In the tweeter review thread below, answer each of these:
(a) At what crossover points did the reviewer run the B&G neos?
(b) What amp powered the 27TBFC/G tweeters during the evaluation?
(c) How will the reviewer mount the tweeters in the A-pillar?

Document extract:
------------------------

# Seas 27TBFC/G quick mini-review



## blacklabel (Jan 26, 2006)

My first review, just my own opinion!

Past owned tweeters: 

Seas 27TFFNC/G: Nice tweeter, but lacking top end sparkle that made me not like these tweeters. 

LPGs: crossed at 3.15k, lacked on the low end, but had sparkle that i really adored. 

B&G neos: had them crossed at 2.5k and 3.15k, never liked these tweeters at all, too bright didn't like the low end, just a nasty sounding pair of tweeters for me. 

Got the 27TBFC/G in today thanks to ups and madisound. 

HU: 880prs
paired with: Seas P18RNX
Amp: Aura RPM4200 50rms @ 4ohms.
EQ: Flat
Time evaluated: around 25 minutes
Tweeters pointed on access in the A-pillar. 

I am loving these tweeters, you can cross them at various points from 1.25k all the way to 5k, no distortion at all. They are by far the best tweeters that i have owned. For a metal driver, they are smooth on the low end and have the perfect top sparkle that i was looking for. With having owned the Seas 27TFFNC/G in the past and not really liking those, i was a little bit apprehensive at first. Once I got the 27TBFC/Gs in the car, they took all of that away. Me knowing that it was a large format tweeter, they were a little bigger than i expected, but that is not problem. You could run these with just about any mids that you wanted. 

If I had to rank these tweeters: 
1. Seas 27TBFC/G
2. LPG 25NFA
3. Seas 27TFFNC/G
4. B&G Neo3


----------



## POLKAT (Jan 10, 2007)

Thanks for the review!

I would love to give some large format tweeters a try but I am lost as to how to install them properly and make them look halfway decent. How are you getting these in your a-pillars? Are you fiberglassing?


----------



## blacklabel (Jan 26, 2006)

yes, i will be glassing them in the a-pillar.


----------



## shinjohn (Feb 8, 2006)

Glad to see another person taking large formats to the car!

Those Seas are great units. It's amazing how much better their performance is relative to other competition, especially in the price range. Keep us posted on your install! I'd love to see pictures of a large format glassed into an A-pillar!  (and hope they perform well in that location too, as I've never tried that myself)

------------------------

Data:
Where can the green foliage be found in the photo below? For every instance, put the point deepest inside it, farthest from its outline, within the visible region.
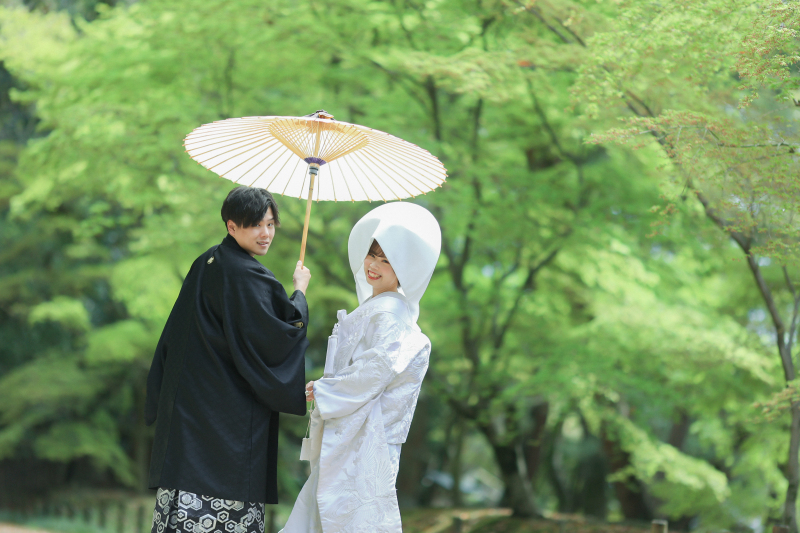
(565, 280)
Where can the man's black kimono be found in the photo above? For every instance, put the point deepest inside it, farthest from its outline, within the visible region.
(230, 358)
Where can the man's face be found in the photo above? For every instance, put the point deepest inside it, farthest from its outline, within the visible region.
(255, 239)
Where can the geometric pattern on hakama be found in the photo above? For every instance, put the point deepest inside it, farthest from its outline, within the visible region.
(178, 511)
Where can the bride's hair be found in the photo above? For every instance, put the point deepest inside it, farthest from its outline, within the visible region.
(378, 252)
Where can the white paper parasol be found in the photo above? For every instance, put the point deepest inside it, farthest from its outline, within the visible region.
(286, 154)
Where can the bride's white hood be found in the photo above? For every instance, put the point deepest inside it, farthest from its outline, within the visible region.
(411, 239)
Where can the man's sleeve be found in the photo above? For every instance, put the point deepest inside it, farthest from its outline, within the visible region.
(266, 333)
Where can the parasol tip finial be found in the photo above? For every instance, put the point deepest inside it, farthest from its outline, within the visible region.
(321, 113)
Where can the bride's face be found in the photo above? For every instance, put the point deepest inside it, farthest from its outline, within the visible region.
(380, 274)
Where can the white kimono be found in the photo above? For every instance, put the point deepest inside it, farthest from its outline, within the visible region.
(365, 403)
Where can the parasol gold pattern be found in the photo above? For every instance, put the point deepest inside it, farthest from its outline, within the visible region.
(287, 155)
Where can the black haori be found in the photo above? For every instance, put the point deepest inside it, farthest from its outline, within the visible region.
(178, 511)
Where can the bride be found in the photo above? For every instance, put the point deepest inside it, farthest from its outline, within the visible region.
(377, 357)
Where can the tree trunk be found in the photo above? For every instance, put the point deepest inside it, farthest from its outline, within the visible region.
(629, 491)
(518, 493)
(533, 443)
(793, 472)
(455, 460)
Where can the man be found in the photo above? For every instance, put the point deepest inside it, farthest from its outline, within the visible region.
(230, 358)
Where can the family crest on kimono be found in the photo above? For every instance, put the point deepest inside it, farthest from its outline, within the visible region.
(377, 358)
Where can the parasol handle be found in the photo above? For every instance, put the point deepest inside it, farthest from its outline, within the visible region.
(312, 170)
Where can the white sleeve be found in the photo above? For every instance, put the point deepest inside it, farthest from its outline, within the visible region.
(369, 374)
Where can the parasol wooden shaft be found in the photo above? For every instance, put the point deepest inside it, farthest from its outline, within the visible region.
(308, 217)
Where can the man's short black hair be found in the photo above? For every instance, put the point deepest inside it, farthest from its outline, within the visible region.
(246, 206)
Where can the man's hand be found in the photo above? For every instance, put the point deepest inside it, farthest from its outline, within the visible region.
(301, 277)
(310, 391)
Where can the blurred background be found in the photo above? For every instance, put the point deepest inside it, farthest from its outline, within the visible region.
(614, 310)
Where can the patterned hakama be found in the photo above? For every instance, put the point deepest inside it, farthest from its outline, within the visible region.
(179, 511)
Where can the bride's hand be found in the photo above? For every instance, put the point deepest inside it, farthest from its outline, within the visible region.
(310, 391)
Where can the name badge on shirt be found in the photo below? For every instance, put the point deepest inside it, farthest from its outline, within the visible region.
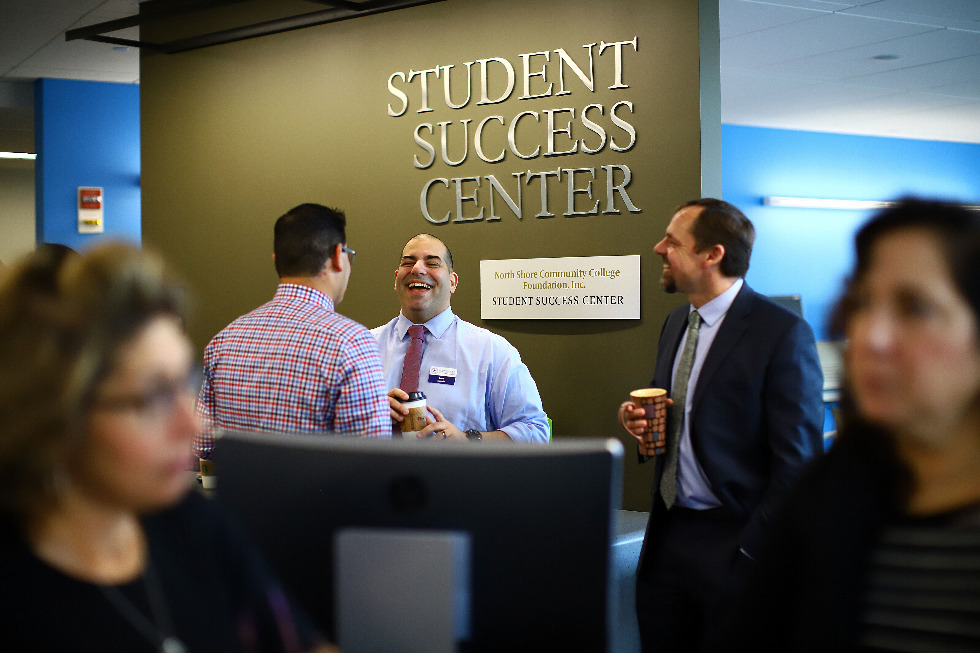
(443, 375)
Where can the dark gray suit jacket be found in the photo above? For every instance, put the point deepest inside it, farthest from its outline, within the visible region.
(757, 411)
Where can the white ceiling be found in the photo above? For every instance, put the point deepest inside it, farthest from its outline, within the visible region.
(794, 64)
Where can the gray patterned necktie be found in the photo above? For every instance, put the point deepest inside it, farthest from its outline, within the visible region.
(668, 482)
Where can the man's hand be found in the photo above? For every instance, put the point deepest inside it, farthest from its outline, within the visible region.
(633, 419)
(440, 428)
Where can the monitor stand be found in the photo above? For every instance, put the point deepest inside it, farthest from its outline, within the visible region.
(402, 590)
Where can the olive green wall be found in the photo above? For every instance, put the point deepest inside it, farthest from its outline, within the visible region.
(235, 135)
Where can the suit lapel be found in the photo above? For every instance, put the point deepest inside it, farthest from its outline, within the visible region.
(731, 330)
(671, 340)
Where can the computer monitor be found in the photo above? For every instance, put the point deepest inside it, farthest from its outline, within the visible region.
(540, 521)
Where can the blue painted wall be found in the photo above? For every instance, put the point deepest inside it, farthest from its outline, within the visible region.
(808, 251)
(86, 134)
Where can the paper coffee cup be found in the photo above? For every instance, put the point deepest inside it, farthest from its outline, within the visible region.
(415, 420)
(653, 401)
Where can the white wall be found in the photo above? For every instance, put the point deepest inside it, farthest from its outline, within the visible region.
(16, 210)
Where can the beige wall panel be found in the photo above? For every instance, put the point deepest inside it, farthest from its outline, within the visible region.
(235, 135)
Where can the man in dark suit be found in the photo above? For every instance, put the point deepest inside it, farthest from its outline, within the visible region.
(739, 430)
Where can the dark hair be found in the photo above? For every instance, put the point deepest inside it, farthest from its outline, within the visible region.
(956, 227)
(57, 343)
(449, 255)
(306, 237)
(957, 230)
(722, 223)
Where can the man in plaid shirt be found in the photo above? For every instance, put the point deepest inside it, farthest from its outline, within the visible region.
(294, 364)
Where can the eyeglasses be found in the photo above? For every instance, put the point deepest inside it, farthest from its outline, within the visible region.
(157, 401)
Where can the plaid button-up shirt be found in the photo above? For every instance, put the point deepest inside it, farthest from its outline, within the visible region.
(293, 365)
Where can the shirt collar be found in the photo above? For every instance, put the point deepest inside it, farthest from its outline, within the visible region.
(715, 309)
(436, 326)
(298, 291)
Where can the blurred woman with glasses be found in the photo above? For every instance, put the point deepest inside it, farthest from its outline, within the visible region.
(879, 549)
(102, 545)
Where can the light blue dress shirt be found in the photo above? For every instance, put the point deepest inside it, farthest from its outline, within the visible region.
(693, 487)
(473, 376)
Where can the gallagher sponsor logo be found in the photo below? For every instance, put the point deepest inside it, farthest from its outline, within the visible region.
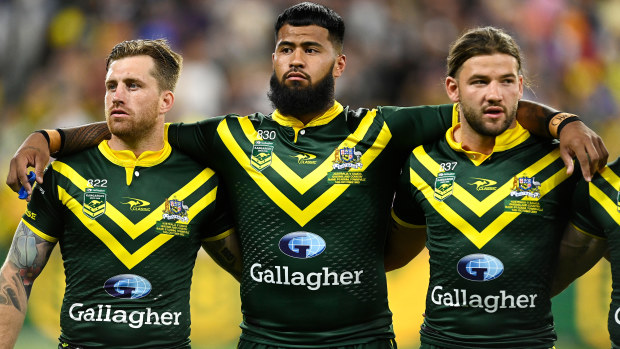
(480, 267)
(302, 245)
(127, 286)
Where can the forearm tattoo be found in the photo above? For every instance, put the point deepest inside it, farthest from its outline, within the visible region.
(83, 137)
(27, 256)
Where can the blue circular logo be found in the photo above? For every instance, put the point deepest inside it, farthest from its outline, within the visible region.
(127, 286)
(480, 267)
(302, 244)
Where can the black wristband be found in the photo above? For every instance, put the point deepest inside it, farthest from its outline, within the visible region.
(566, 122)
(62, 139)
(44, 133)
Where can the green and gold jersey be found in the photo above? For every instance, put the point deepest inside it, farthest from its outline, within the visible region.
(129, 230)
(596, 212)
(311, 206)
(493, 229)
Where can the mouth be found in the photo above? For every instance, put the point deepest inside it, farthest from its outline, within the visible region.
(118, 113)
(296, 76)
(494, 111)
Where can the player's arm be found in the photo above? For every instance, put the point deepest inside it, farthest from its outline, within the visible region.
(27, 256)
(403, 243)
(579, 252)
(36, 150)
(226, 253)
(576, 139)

------------------------

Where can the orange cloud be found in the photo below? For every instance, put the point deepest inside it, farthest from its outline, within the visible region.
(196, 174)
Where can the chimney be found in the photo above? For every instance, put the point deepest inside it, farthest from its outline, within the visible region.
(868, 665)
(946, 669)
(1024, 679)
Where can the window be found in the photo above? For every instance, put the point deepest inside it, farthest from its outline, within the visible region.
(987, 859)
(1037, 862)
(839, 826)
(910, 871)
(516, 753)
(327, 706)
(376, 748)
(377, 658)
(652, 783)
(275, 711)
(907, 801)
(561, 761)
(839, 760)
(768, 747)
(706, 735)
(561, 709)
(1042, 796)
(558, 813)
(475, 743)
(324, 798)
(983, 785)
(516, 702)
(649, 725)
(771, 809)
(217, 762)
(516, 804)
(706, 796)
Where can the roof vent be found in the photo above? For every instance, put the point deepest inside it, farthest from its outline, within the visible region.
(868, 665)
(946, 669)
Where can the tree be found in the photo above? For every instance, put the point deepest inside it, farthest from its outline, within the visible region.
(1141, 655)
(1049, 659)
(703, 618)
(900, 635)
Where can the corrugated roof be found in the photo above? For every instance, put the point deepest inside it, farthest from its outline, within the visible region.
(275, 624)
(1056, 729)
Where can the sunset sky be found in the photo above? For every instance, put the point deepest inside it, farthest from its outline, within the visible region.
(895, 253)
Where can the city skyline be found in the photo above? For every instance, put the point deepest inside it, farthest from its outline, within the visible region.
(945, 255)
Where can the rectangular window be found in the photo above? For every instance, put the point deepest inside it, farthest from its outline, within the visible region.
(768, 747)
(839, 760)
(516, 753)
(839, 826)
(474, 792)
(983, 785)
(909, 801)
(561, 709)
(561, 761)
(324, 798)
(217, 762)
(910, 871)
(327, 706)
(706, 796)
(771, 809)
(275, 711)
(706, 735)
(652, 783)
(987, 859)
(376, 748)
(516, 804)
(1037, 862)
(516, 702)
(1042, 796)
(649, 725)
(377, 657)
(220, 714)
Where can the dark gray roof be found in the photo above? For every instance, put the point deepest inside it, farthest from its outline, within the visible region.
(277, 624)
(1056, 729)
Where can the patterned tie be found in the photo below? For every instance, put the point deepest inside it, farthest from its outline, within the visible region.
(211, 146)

------------------------

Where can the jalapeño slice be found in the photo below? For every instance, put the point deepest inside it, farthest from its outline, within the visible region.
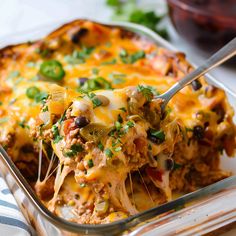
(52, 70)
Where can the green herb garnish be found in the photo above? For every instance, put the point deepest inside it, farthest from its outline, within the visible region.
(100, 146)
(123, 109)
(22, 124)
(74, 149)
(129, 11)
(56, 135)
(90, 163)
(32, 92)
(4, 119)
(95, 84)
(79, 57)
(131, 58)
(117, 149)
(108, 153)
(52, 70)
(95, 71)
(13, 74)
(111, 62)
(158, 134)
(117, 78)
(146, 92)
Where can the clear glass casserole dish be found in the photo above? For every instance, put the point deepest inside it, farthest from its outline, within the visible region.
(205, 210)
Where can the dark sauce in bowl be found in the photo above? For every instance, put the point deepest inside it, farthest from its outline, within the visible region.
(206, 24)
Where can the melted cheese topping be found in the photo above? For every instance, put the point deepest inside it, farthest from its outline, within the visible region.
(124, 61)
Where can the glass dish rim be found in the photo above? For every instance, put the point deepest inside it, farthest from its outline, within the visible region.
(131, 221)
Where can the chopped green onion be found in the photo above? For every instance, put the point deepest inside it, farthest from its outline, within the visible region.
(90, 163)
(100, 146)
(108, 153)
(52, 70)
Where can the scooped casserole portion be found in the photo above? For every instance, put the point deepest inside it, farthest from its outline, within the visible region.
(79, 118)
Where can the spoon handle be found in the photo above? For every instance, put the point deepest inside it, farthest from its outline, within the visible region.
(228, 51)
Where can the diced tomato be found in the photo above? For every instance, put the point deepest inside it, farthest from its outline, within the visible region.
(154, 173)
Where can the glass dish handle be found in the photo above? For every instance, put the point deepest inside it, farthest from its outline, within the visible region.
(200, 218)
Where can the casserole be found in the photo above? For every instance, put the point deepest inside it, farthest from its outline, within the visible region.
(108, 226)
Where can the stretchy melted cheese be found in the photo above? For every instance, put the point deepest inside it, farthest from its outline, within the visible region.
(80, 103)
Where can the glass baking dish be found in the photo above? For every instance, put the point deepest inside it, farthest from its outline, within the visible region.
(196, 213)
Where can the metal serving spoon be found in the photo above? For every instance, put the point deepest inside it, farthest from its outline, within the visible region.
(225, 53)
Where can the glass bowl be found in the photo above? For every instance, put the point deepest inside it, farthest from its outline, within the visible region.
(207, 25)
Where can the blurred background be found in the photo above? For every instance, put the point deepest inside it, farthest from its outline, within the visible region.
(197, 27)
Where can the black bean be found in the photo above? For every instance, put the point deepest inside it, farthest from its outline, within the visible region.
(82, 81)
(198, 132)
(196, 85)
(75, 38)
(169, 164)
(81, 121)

------------------------

Written response:
(a) At 2.5k and 3.15k.
(b) An Aura RPM4200, 50rms @ 4ohms.
(c) By glassing them into the A-pillar.